### Excerpt
Metro Atlanta

He’s delivered more than 2 million newspapers. Soon he’ll deliver his last.

As The Atlanta Journal-Constitution phases out its print edition, David Neeley carries on.
David Neeley poses with a copy of The Atlanta Journal-Constitution and an old photo of newspaper carriers, including him, at a newspaper distribution branch in  Marietta. The AJC has 333 carriers for weekday editions; they drive more than 14,000 miles per night. (Arvin Temkar/AJC)
David Neeley poses with a copy of The Atlanta Journal-Constitution and an old photo of newspaper carriers, including him, at a newspaper distribution branch in Marietta. The AJC has 333 carriers for weekday editions; they drive more than 14,000 miles per night. (Arvin Temkar/AJC)
1 hour ago

Long after Monday faded into Tuesday, in an upscale subdivision outside Roswell, David Neeley reached for the first of 190 newspapers he would deliver before dawn. At age 72, he’d been throwing papers for almost half his life. He’d spent decades watching a vast and complex circulation enterprise dwindle toward nothing. The end of print was about six weeks away.

Neeley left The Estates at Chimney Lakes and drove on to Summit Oaks, where he estimated that he once had 40 customers. Now he had only one. He kept driving, found a paper in the cool dark and flung it backhand out the driver’s side window of his well-used Toyota Sienna minivan. It landed square in the driveway.

“After a couple million throws,” he said, “I’m incredibly accurate.”

David Neeley tosses a paper on his route in eastern Cobb County. The plastic sleeves are color-coded. The Atlanta Journal-Constitution is clear, The New York Times is blue, The Wall Street Journal is red and USA Today is yellow. (Arvin Temkar/AJC)
David Neeley tosses a paper on his route in eastern Cobb County. The plastic sleeves are color-coded. The Atlanta Journal-Constitution is clear, The New York Times is blue, The Wall Street Journal is red and USA Today is yellow. (Arvin Temkar/AJC)

To a rider in the back seat, already reeling from the van’s rapid turns in one cul-de-sac after another, this number did not come across as a literal statement of fact. But it was.

Neeley worked seven nights a week. He said there were some years he worked all 365 nights. He’d been delivering The Atlanta Journal-Constitution or its previous iterations for about 35 years. He averaged at least 200 papers per night. (Routes were combined as circulation fell, which kept the numbers steady.) You can do the math for yourself. Even if he worked only 350 nights per year, that would add up to 2.45 million newspapers.

Tuesday’s AJC had a story on a fire at an art studio and another on the ongoing tribulations of the Atlanta Falcons and a third on President Donald Trump and the Epstein files. At only 28 pages, it felt light to Neeley. As if it could blow away in a strong wind.
######
### Data rows
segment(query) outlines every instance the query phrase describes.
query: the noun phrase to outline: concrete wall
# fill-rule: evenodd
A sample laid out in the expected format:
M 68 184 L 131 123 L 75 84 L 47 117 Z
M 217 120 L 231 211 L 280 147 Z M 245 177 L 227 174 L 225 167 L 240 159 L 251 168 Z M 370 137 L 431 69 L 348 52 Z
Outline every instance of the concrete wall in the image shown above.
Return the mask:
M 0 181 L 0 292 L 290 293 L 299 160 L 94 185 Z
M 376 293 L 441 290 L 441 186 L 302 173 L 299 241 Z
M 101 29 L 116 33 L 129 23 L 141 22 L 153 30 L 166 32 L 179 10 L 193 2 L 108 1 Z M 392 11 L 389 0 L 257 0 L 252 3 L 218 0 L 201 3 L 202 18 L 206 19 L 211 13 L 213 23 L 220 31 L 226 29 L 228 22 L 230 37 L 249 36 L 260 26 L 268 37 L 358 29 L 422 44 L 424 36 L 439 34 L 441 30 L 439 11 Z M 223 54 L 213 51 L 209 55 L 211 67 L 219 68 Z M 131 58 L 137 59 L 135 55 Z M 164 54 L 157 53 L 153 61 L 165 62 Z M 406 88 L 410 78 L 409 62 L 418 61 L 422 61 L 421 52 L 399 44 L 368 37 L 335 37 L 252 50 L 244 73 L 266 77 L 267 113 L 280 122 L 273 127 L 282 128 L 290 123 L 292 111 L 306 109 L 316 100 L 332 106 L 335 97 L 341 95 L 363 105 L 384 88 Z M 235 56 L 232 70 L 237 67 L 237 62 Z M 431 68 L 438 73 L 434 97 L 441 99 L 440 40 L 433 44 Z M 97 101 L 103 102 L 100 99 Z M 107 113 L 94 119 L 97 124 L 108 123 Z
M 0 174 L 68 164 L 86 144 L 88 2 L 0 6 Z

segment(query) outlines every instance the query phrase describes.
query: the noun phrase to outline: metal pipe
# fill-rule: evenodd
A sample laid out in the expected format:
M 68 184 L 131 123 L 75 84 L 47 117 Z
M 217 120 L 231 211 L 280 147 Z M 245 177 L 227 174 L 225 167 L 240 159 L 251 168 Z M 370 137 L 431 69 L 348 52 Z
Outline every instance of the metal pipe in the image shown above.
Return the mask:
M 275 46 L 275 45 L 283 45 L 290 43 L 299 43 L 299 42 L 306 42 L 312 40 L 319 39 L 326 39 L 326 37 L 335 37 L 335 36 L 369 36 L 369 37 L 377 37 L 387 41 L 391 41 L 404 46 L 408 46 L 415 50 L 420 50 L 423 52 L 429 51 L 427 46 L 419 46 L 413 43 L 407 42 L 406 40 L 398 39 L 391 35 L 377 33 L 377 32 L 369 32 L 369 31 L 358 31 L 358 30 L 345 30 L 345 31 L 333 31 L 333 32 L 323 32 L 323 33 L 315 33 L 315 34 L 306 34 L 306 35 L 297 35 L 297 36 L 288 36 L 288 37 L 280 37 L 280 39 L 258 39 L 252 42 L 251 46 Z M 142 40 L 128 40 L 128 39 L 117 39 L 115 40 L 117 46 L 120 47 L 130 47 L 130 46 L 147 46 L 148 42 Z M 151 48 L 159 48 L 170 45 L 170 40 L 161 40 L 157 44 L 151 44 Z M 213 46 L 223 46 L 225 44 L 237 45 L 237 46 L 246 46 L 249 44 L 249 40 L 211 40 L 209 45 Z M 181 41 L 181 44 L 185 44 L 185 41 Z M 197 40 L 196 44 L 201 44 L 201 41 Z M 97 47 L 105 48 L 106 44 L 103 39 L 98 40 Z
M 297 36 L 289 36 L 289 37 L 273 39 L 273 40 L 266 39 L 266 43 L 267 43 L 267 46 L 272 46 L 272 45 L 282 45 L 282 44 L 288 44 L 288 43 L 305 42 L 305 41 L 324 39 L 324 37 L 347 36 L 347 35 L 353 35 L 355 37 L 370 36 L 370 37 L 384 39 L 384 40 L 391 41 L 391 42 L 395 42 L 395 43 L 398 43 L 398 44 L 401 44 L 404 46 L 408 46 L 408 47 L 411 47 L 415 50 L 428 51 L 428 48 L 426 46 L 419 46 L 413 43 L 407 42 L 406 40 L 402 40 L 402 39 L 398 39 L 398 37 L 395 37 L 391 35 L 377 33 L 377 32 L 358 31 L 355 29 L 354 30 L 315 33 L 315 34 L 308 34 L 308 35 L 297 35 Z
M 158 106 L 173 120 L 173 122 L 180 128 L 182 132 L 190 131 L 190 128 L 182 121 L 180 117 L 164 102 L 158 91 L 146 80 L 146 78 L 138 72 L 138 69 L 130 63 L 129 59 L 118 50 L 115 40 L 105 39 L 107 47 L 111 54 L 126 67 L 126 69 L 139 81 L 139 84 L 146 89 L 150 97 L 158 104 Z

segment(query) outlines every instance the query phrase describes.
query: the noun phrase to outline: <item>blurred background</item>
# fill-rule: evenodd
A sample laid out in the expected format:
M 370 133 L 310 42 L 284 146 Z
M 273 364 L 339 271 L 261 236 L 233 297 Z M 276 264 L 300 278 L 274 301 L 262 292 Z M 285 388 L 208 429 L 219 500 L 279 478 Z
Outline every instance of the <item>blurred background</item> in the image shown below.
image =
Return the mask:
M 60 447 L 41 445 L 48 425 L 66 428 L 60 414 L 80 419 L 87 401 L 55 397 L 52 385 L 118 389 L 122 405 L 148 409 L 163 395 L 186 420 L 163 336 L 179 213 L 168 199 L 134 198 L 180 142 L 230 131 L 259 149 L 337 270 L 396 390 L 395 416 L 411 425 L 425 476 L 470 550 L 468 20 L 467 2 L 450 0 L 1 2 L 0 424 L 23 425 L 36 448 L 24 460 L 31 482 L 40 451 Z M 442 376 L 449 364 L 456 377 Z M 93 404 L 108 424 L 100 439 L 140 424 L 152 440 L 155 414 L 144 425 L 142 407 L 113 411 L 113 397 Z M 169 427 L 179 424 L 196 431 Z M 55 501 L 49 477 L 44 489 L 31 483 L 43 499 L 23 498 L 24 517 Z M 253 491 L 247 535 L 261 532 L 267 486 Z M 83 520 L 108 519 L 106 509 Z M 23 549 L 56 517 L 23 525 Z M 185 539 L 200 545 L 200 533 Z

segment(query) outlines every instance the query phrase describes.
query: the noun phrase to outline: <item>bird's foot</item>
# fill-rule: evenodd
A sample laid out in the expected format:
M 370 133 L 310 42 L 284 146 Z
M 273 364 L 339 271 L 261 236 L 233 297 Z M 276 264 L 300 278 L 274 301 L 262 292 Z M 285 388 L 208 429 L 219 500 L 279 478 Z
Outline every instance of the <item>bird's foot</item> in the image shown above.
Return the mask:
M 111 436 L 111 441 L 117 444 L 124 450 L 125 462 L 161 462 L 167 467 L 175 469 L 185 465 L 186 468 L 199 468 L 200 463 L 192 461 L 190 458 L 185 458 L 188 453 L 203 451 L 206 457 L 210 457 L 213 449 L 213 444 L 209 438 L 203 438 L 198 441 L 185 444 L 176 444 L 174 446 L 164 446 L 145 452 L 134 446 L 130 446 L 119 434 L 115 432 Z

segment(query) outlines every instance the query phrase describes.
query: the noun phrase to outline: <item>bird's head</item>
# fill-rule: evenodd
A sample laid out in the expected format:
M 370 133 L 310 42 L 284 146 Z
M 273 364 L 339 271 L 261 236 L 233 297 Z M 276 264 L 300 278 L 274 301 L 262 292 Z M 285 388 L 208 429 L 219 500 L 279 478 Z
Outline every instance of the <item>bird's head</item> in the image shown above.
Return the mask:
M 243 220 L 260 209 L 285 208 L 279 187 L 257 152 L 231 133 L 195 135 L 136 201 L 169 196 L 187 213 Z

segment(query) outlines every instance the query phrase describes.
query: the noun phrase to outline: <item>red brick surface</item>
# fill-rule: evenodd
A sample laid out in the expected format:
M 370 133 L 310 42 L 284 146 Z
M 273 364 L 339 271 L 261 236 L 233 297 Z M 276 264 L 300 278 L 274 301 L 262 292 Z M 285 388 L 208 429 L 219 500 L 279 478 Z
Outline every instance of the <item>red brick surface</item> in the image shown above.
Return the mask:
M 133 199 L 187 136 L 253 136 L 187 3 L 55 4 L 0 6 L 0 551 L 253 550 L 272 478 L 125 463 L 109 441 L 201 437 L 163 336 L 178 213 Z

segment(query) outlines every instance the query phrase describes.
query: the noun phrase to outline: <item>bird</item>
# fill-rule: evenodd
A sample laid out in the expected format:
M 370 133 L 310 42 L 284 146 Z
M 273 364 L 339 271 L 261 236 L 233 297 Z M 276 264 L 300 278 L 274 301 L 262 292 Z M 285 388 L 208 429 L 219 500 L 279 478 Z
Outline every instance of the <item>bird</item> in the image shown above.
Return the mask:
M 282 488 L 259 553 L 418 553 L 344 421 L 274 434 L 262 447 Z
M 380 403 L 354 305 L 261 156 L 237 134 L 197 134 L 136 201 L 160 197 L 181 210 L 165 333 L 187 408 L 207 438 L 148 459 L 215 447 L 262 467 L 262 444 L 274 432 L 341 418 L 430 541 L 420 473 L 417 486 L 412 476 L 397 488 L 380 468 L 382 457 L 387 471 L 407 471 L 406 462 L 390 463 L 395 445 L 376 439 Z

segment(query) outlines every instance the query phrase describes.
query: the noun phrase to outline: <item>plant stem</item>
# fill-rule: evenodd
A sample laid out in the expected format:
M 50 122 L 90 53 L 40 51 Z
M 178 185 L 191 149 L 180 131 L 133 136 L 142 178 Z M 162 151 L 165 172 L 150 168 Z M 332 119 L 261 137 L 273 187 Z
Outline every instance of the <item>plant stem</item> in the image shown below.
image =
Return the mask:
######
» Required tasks:
A. Tally the lines in the entries that contain the word "metal", and give only the number.
B. Extend the article about the newspaper carrier onward from its final sentence.

» Results:
A. 2

B.
A copy of The Atlanta Journal-Constitution is seen at a newspaper distribution branch on Monday, Nov. 17. Total Sunday circulation surpassed 720,000 in 1993. Now there are only about 35,000 Sunday print subscribers. (Arvin Temkar/AJC)
A copy of The Atlanta Journal-Constitution is seen at a newspaper distribution branch on Monday, Nov. 17. Total Sunday circulation surpassed 720,000 in 1993. Now there are only about 35,000 Sunday print subscribers. (Arvin Temkar/AJC)

The night came in cold through the open window. Neeley pointed out some early Christmas decorations. The job involved long hours alone, a fair amount of repetitive scenery, and so he looked for signs of life. Sometimes he’d see a 2 a.m. runner or a small herd of deer. Once he saw a fox on top of a car, just lounging there in the dark. Another time he saw a fox dragging away a newspaper. When he flashed a light, the fox dropped the paper and ran.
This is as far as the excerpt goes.